■ **Aufgaben**:
a – Wer hat laut der Albumkritik zu „The Getaway“ Rick Rubin als Produzenten der Red Hot Chili Peppers abgelöst?
b – Setze die Albumkritik zu „The Getaway“ nach ihrem letzten Satz fort.

■ **Ausgewählter Text**:
· · · · · · ·
Red Hot Chili Peppers
„The Getaway“
(Warner Bros.)
An den ganzen Rummel drumherum hat man sich ja in den letzten Jahren schon gewöhnt, streicht man die Hälfte davon, reicht’s immer noch aus. Flea, der Bassist der Red Hot Chili Peppers, war kürzlich in einem Interview zwar klug genug, die beliebte Floskel vom ‚besten Album ever‘ zu vermeiden, wurde aber nicht müde zu betonen, welche neuen Möglichkeiten der Band mit dem Wechsel von Rick Rubin, dem altgedienten Produzenten, zu Brian Burton alias Danger Mouse offengestanden hätten. Vielschichtiger, abwechslungsreicher, elektronischer sei sie so geworden, die neue Platte – Attribute, die man problemlos unterschreiben kann. Allerdings vergaß der gute Mann zu erwähnen, dass Burton das Quartett auch zur Bravheit verführt hatte und ihnen mithin fast jede Bissigkeit austrieb.
Nun gibt es kaum etwas, das so lächerlich wirkt wie alte Männer, die sich in schlecht gespielter Berufsjugendlichkeit an der Coolheit und dem ehrlichen Zorn nachfolgender Generationen versuchen (insofern war man direkt froh, dass sich Fleas Verletzung auf dem Snowboard vor einigen Monaten nicht als Promofake erwies) – aber ein wenig mehr von der früheren Kantigkeit, vom wütenden Turbofunk hätte es dann schon sein dürfen. Die Peppers sind ja seit längerer Zeit dabei, ihr Repertoire gekonnt zwischen den hibbeligem, bassgeführten Hooks und den hübschen, gefühlvoll abgebremsten Balladen auszubalancieren, wie es scheint, haben sie es für die aktuelle Scheibe damit etwas übertrieben.
· · · · · · ·
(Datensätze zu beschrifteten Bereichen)
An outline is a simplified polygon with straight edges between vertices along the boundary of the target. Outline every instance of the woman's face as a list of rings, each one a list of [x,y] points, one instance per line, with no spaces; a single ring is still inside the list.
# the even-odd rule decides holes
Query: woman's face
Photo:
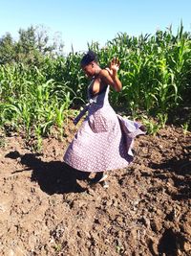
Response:
[[[85,72],[85,74],[89,77],[92,78],[95,75],[95,64],[94,62],[89,63],[86,66],[82,67],[82,70]]]

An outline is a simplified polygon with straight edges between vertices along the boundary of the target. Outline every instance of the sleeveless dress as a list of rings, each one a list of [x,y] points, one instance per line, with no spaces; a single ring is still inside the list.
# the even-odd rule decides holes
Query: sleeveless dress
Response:
[[[145,134],[141,124],[117,115],[108,101],[110,86],[91,97],[89,104],[75,118],[74,124],[88,111],[80,128],[69,145],[64,161],[73,168],[90,173],[127,167],[133,161],[132,147],[137,135]]]

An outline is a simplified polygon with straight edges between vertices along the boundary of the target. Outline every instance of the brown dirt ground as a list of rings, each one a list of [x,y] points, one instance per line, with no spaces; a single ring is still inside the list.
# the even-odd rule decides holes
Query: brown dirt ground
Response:
[[[67,132],[44,139],[41,154],[5,138],[2,256],[191,255],[191,132],[168,126],[137,138],[134,163],[111,172],[108,189],[63,163]]]

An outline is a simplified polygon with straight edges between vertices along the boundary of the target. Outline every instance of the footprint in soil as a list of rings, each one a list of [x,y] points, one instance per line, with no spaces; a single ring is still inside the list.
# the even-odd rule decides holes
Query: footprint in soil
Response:
[[[76,171],[61,161],[45,162],[38,156],[39,154],[33,153],[21,155],[18,151],[11,151],[6,155],[12,159],[20,157],[20,163],[27,167],[12,174],[32,171],[32,181],[36,181],[41,190],[49,195],[80,193],[86,190],[77,183],[77,180],[87,180],[88,173]]]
· · · · · · ·
■ **Lösungen**:
a – Brian Burton alias Danger Mouse

b –
Denn neben den fraglos feinen Popmomenten des Titelsongs und der Vorabsingles „Dark Necessities“ und „We Turn Red“ gibt es doch recht viel Durchschnitt zu hören. Songs, die sich nicht entscheiden können, ob sie rocken oder rühren sollen, hier ein paar Handclaps, dort traurige Trompeten, dazu gefälliges Gitarrenspiel, das gut klingt, aber kaum packt. Platz auch für gefühlige Surfmetaphern („The Longest Wave“) oder romantische Maschinenliebe („Go Robot“), ganze zwei Stücke nur („Detroit“/“This Ticonderoga“) gehen ihren Part mal mit der gewünschten Härte an, die entfernt an frühere Großtaten zu Zeiten von „Mother‘s Milk“ oder „Blood Sugar Sex Magic“ erinnert.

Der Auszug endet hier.